* **Exercise objective**:
Repeat each entry word for word. Leave any images out of the copy.

+===+

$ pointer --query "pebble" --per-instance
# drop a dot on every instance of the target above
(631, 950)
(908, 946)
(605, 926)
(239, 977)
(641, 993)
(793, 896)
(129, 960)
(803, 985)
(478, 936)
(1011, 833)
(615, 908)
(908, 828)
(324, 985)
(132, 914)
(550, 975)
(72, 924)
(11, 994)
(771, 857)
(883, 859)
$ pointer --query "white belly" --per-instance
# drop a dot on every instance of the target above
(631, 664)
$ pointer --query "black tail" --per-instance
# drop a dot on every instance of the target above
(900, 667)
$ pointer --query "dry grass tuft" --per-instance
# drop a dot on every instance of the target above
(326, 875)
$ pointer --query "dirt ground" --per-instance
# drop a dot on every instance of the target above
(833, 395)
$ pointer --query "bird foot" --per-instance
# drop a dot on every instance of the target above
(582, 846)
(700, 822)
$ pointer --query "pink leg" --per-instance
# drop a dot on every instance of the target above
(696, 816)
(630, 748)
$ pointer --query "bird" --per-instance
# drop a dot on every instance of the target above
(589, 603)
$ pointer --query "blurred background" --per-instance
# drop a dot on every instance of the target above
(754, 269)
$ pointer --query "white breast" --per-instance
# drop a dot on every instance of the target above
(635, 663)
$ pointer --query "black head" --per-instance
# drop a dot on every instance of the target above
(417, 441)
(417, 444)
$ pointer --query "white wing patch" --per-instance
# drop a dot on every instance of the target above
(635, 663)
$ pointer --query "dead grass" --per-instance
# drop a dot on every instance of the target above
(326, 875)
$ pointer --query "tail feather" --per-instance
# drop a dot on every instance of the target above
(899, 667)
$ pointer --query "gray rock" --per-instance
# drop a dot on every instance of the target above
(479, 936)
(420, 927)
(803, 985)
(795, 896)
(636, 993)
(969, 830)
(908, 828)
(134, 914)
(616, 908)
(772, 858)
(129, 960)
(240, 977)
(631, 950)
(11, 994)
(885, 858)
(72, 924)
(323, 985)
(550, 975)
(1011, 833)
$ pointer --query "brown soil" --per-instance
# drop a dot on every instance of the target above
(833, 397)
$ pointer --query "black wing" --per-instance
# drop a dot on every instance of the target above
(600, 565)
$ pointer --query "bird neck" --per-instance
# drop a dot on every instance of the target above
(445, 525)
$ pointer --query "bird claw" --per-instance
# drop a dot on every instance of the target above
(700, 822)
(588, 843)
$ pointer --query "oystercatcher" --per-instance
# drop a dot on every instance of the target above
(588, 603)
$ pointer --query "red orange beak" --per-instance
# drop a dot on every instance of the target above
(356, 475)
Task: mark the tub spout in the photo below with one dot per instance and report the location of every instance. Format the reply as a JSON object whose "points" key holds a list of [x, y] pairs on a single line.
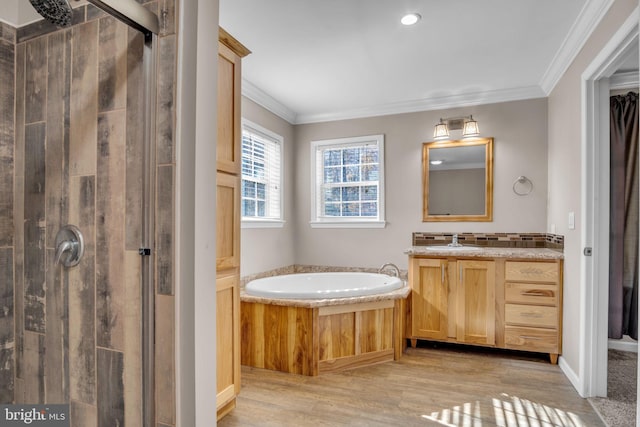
{"points": [[387, 265]]}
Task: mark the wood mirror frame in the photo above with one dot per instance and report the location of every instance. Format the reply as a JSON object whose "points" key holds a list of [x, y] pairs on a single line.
{"points": [[485, 216]]}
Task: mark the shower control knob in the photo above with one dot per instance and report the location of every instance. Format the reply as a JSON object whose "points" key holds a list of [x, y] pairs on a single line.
{"points": [[69, 246]]}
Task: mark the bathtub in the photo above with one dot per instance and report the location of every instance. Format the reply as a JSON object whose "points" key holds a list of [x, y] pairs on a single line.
{"points": [[316, 323], [323, 285]]}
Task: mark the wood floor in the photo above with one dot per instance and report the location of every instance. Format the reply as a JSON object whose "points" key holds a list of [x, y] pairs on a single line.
{"points": [[444, 386]]}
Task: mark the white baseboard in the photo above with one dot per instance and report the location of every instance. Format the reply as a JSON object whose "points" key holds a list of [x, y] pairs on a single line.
{"points": [[572, 376], [623, 345]]}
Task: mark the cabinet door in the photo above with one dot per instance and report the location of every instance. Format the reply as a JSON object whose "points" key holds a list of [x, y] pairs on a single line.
{"points": [[476, 302], [227, 221], [229, 127], [227, 340], [429, 298]]}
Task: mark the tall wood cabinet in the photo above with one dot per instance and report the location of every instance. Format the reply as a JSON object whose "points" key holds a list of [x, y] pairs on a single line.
{"points": [[228, 159]]}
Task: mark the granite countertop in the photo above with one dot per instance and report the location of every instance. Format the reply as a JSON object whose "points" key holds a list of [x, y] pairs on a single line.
{"points": [[311, 303], [485, 252]]}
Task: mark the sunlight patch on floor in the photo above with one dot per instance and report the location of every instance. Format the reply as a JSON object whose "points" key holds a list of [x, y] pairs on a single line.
{"points": [[509, 411]]}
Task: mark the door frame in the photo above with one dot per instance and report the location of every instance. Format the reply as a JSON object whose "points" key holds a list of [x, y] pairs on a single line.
{"points": [[595, 178]]}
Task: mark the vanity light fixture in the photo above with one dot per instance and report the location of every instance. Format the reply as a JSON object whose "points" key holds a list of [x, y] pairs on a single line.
{"points": [[468, 125], [410, 19]]}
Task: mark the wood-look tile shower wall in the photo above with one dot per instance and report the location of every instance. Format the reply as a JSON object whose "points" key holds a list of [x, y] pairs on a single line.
{"points": [[71, 151]]}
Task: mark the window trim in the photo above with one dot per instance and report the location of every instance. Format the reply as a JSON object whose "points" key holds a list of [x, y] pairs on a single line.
{"points": [[258, 222], [346, 222]]}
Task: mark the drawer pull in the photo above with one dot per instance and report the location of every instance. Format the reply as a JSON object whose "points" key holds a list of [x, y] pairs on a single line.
{"points": [[537, 293], [530, 314]]}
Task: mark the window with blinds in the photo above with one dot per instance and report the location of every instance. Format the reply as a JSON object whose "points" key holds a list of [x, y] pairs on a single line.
{"points": [[348, 177], [261, 174]]}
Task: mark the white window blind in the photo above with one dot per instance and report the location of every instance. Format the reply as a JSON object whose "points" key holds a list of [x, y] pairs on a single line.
{"points": [[261, 173], [348, 182]]}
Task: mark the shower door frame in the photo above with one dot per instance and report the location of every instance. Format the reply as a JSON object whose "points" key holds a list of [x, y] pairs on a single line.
{"points": [[138, 17]]}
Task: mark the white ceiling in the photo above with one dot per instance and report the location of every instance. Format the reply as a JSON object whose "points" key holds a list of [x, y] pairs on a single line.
{"points": [[325, 60]]}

+===+

* **Worked solution**:
$ pointer --query "pebble" --per-instance
# drop a dot on every instance of the target above
(631, 950)
(908, 946)
(605, 926)
(239, 977)
(641, 993)
(793, 896)
(129, 960)
(803, 985)
(478, 936)
(1011, 833)
(615, 908)
(908, 828)
(324, 985)
(132, 914)
(550, 975)
(72, 924)
(11, 994)
(771, 857)
(883, 859)
$ pointer --query "white belly" --per-instance
# drop a dot on every instance of the target above
(631, 664)
$ pointer --query "black tail" --per-instance
# drop a dot on every instance of the target above
(900, 667)
$ pointer --query "dry grass tuft" --per-instance
# drop a dot on every instance of the target above
(326, 875)
$ pointer --query "dirt ground" --per-instance
# drop a dot on every instance of the target above
(833, 395)
$ pointer --query "bird foot" --per-instance
# drop a dot on every instance of the target above
(582, 846)
(700, 822)
$ pointer --query "pink leg" --per-instance
# drop a dot on every instance of the target above
(696, 816)
(630, 748)
$ pointer --query "bird" --per-instance
# drop a dot on every instance of the target above
(589, 603)
$ pointer --query "blurred background" --per-instance
# drop a dot on every instance of the target above
(754, 269)
$ pointer --query "white breast" --per-instance
# drop a dot on every instance of the target above
(635, 663)
$ pointer --query "black head" --per-instance
# drop a dot on every instance of the target above
(417, 441)
(417, 444)
$ pointer --query "white wing patch" --per-instance
# drop a dot on every instance of the target above
(635, 663)
$ pointer --query "dead grass" --per-instance
# drop a dot on every instance of the target above
(326, 875)
$ pointer --query "tail feather" --per-instance
# drop a dot on every instance of the target above
(899, 667)
$ pointer --query "gray rock" --per-instance
# drop a dot on every instance of the target above
(479, 936)
(420, 927)
(803, 985)
(795, 896)
(636, 993)
(969, 830)
(908, 828)
(134, 914)
(616, 908)
(772, 858)
(129, 960)
(240, 977)
(631, 950)
(11, 994)
(885, 858)
(72, 924)
(323, 985)
(550, 975)
(1011, 833)
$ pointer --query "brown soil" --per-instance
# drop a dot on every instance of the target above
(833, 397)
$ pointer --query "black wing" --per-instance
# drop a dot on every instance of the target above
(600, 565)
$ pointer --query "bird neck" --per-instance
# drop a dot on every instance of the target above
(445, 525)
$ pointer --query "bird claw" --per-instance
# drop a dot on every instance of the target above
(700, 822)
(588, 843)
$ pointer --query "oystercatcher" --per-instance
# drop a dot on every instance of the target above
(588, 603)
$ pointer --query "red orange beak" --per-instance
# drop a dot on every instance of the target above
(356, 475)
Task: mark the tub spout in the photo below with one dot per instance and report the location of every instance. Format the reply as a JSON object whose "points" key holds a list of [x, y] pairs on a single line.
{"points": [[387, 265]]}
Task: mark the wood mirror frame in the photo above with one dot per instance and report the location of every instance. Format the reply as a JSON object whose "points" key holds a list of [x, y] pairs on a single line.
{"points": [[485, 216]]}
Task: mark the shower control knob in the photo above with one dot per instance and report the location of every instance. Format the reply as a JSON object whose "points" key holds a list of [x, y] pairs on a single line.
{"points": [[69, 246]]}
Task: mark the bathtub in the photo above with one dot per instance and report the location of every instance. Format the reply as a JSON object whose "points" key holds a list of [x, y] pairs on a single line.
{"points": [[316, 323], [323, 285]]}
Task: mark the wood floor in the photo above with one dot per instance and report the location of every instance. Format the reply as a JSON object whose "points" key holds a list of [x, y] pairs on a single line.
{"points": [[444, 386]]}
Task: mark the white baseboard in the photo above with one dot per instance and report the location of every instance. Format the reply as a JSON object whose "points" key holds a list of [x, y] pairs on a single line.
{"points": [[572, 376], [623, 345]]}
Task: mark the cabinet door in the photo above with one dot per instance and report the location of every instance. Format the reply as a JSON object whose "points" key holds a list of [x, y] pairs on a single line.
{"points": [[476, 302], [227, 221], [229, 127], [227, 340], [429, 298]]}
Task: mark the tall wood cabinet in the photo above with one dot per instance and report the location of every instance. Format the reply as a JSON object whose "points" key holds a list of [x, y] pairs on a single line.
{"points": [[228, 159]]}
Task: mark the granite countertop in the photo above with one dot per instance and report the location of every instance. Format the reply as a JSON object whose "points" key holds a list of [x, y] pairs on a single line.
{"points": [[311, 303], [485, 252]]}
Task: mark the sunlight patch on floor in the photo above with one dot per instance and report the location of every instance. Format the reply as a JSON object whose "points" key holds a list of [x, y] pairs on a single line.
{"points": [[509, 411]]}
Task: mark the door frame in the photo above with one dot per instance and report the location of every instance. Format the reply as a JSON object whose "points" key holds a list of [x, y] pairs on a single line.
{"points": [[595, 178]]}
Task: mark the vanity light fixture in the photo above with one dot per instance and report the location of every instance. Format the reply as a JSON object whose "points" key holds a list of [x, y] pairs on a single line.
{"points": [[468, 125], [410, 19]]}
Task: mark the wood-look tile shower wall in the photo above with one dot per instance and report the location of every instance. Format the reply as a JSON object whose "points" key holds a list of [x, y] pairs on a single line.
{"points": [[71, 151]]}
Task: mark the window trim in the photo above with one dot per instance and report the location of every instance. Format the reply as a JSON object whose "points" key holds a list of [x, y] pairs on a single line.
{"points": [[258, 222], [346, 222]]}
Task: mark the drawer pull in the photo above with one dot per instance and report the location of every instance. Format the reply as a JSON object whose "points" key holds a list of [x, y] pairs on a single line.
{"points": [[537, 293], [530, 314]]}
Task: mark the window with blinds in the photo above with one dot per instance and report the location of every instance. Format the reply as a JSON object whose "points" key holds a list of [x, y] pairs on a single line.
{"points": [[348, 177], [261, 174]]}
Task: mark the white window blind in the photo above with one dot per instance and report the location of every instance. Format the reply as a JSON object whose "points" key holds a list of [x, y] pairs on a single line.
{"points": [[261, 173], [348, 182]]}
Task: mark the shower door frame in the photo above with one dot per instance and report the location of every instance. Format the reply as a JSON object whose "points" key holds a list of [x, y] pairs on a single line.
{"points": [[138, 17]]}
Task: mark the white ceiling in the photo above with one dot per instance and report the location of every instance. Format the reply as a JSON object whose "points" key holds a list of [x, y] pairs on a single line.
{"points": [[325, 60]]}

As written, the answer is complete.